## TASKS FOR THIS EXERCISE:
**A)** Answer these questions from the global intranet article:
(i) In which city was the recent Wizdom Conference held?
(ii) What name did Ramboll give its integrated digital environment?
(iii) Which roles did the GEA team establish?
**B)** In the global intranet article, shorten the paragraph that begins "Governance is a wide topic" and keep its main facts.
(Beginning of PAGE EXCERPT)
Seven essential elements of a global intranet project

One of the most valuable aspects of a great intranet is that it allows employees to come together in a single place to communicate and collaborate. This has particular value in global organisations, where employees work in scattered locations across multiple time zones. A global intranet brings employees together and feel more like one company.

Projects to establish a single intranet in large, global organisations can be challenging. The logistics of dealing with a large group of distributed employees, the sheer amount of content on the intranet and potentially merging existing local intranets into one global platform is not always straightforward. And while using a product like Wizdom is much quicker than building a custom platform, projects can still take a long time once you factor in planning, research, testing, content migration and more.

At the recent Wizdom Conference in Copenhagen we had some strong case studies of global intranet projects from companies such as Ørsted, Ramboll and GEA. Here are some of our thoughts on the essential elements of a successful global intranet project.

1. Do your research

Global intranet projects will involve a large number of users and stakeholders, not only from different business divisions but also from locations around the world. Those involved must reflect the diversity of a global workforce with different types of employees in various roles, including those working in offices, production plants and frontline roles.

A successful intranet is designed around a thorough understanding of employees and their needs. Because of the diversity of the workforce who will be using your intranet, it is critical to spend time finding out about different working patterns, needs, pain points and perspectives. This can only be achieved through an extensive discovery and user research period that covers all your different groups of users.

There are multiple techniques to carry out effective research including interviews, workshops, surveys, observation, usability testing, developing personas and more, but it is always worth spending the time and effort. User research also creates buy-in from employees who feel they are being listened to and see that their needs are being considered for the new intranet.

2. Create a vision that everyone can buy into

With so many different stakeholders, inevitably there will be many differing ideas and opinions on what the new intranet should do and deliver. Having a strong vision for the new intranet that everybody can buy into allows all involved to work towards the same end goal. It also helps gets users and stakeholders excited about the project.

At the Wizdom Conference, we heard how Ramboll developed a new vision for the global intranet to be an integrated digital environment, Digital Workspace, that allows employees to communicate, collaborate and deliver excellence whenever and where they may be working. Communicating the vision helped the wider team to deliver a consistent message to users and stakeholders, as well as establish clarity and focus.

3. Work on getting the governance right upfront

Governance is a wide topic covering the various structures, polices, roles, rules and processes to make sure the intranet delivers value and runs efficiently on a day-to-day basis. Establishing governance up-front (and making sure everyone buys into it) will allow your intranet to develop in a more sustainable and successful way, and ensure you have high quality content. The need for robust governance is particularly acute in global intranet projects so it can stop local teams going off and doing their own thing and undermining the high quality of your intranet.

For example, at GEA the team established various different roles with associated responsibilities to provide clarity over intranet, news and content ownership. These included portal owners, task or content owners, local news creators, global news editors, intranet owners and IT.

4. Use personalization to balance global and local content

One of the key capabilities of a modern intranet is to deliver personalized content which is targeted to the individual employees based on their profile. A global intranet should know some details about the person who is viewing the content and then deliver news and pages based on attributes such as the location that person is based, the division or function they work in, the language they speak or their level of seniority. This local content should appear seamlessly together with global content to ensure the intranet is relevant and useful to every employee.
(End of PAGE EXCERPT)
(Beginning of DATA TO EXAMINE)
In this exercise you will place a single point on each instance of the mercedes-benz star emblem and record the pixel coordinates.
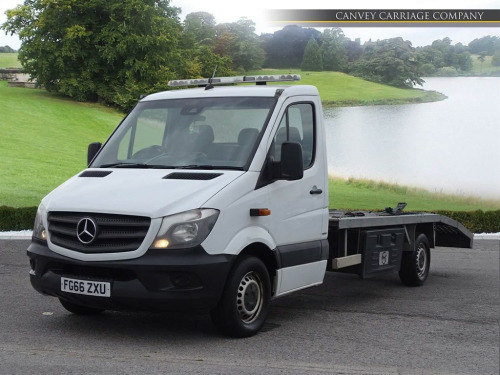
(86, 230)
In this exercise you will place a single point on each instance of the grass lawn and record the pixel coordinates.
(341, 89)
(372, 195)
(9, 60)
(44, 141)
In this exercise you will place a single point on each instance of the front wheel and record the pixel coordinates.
(244, 305)
(415, 265)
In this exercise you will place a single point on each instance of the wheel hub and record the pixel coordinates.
(249, 299)
(421, 260)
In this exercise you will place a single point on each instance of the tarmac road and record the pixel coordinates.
(346, 326)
(End of DATA TO EXAMINE)
## SOLUTIONS TO THE PROBLEMS:
**A)**
(i) Copenhagen
(ii) Digital Workspace
(iii) Portal owners, task or content owners, local news creators, global news editors, intranet owners and IT

**B)** Governance covers the structures, policies, roles, rules and processes that keep an intranet valuable and running efficiently day to day. Setting it up early, with everyone's buy-in, helps the intranet develop sustainably and keeps content quality high. Robust governance matters especially in global projects, where it stops local teams from going their own way and undermining the intranet's quality.